Instructions for the task
Return, unchanged, each line of the material below that contains the string "target".

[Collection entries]

◇ ◇ ◇ ◇ ◇

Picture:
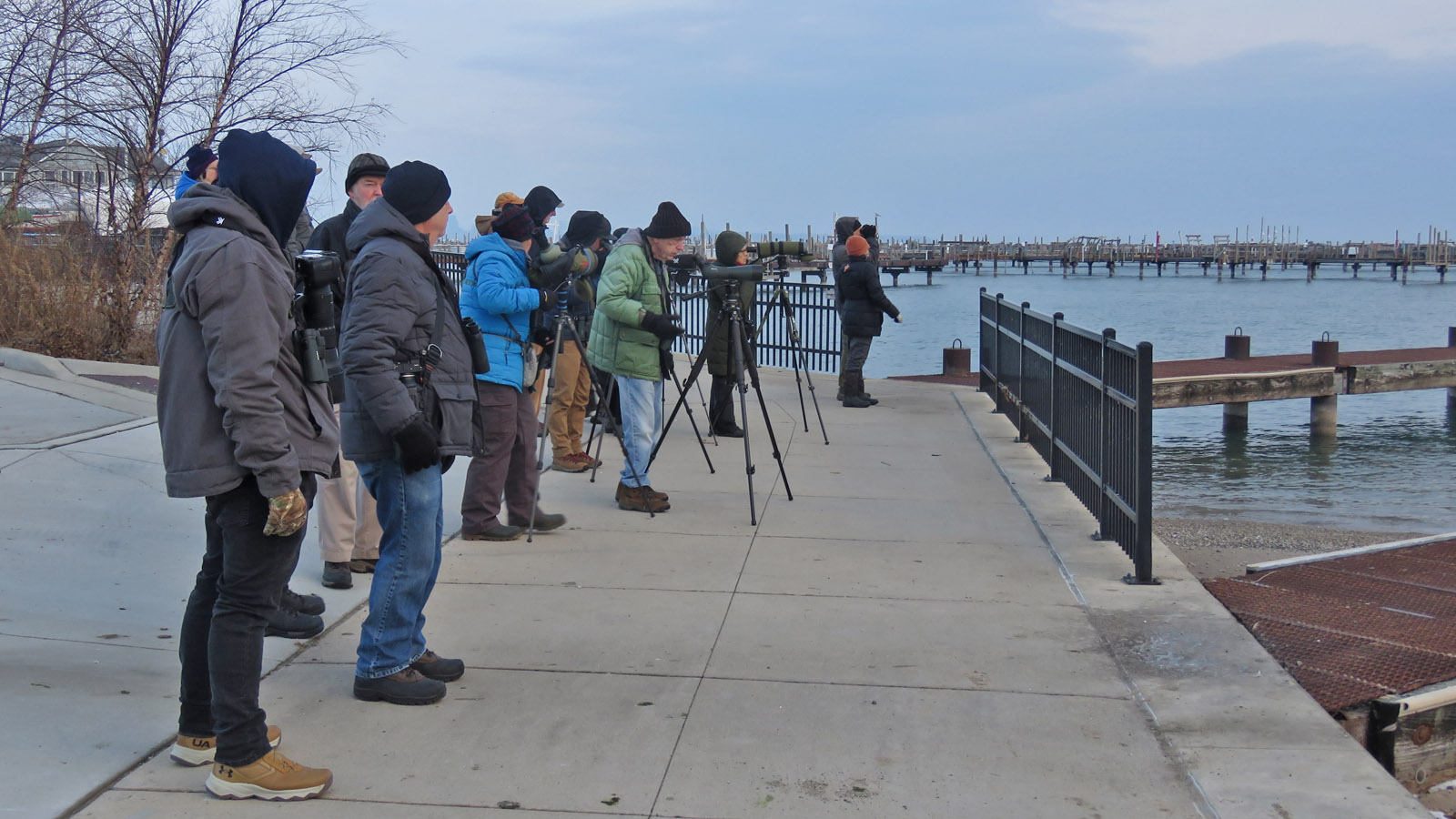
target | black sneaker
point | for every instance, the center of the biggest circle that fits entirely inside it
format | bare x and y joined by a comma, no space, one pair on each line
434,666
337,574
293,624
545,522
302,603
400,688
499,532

◇ ◇ ◇ ◇ ◇

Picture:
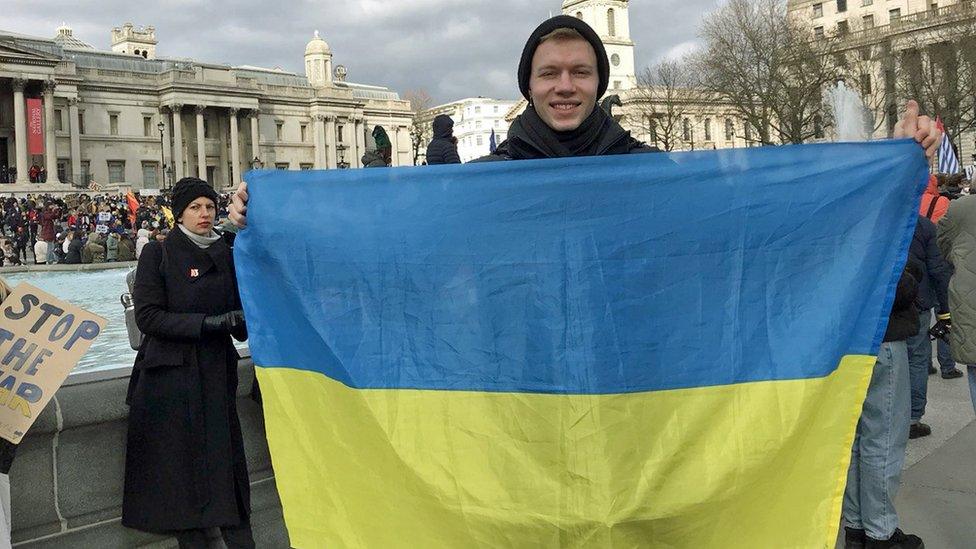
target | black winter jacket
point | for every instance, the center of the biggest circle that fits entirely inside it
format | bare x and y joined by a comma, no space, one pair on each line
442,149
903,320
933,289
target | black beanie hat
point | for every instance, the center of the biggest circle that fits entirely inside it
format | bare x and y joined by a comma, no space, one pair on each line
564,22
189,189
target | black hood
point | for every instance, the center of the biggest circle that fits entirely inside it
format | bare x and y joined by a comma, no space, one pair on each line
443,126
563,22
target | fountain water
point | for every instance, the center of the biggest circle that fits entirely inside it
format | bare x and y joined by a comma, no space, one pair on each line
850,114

◇ ◇ ◇ ◇ ◇

The response
target | black sneaker
target | black winter jacket
target | black beanie hat
target | black hood
target | fountain water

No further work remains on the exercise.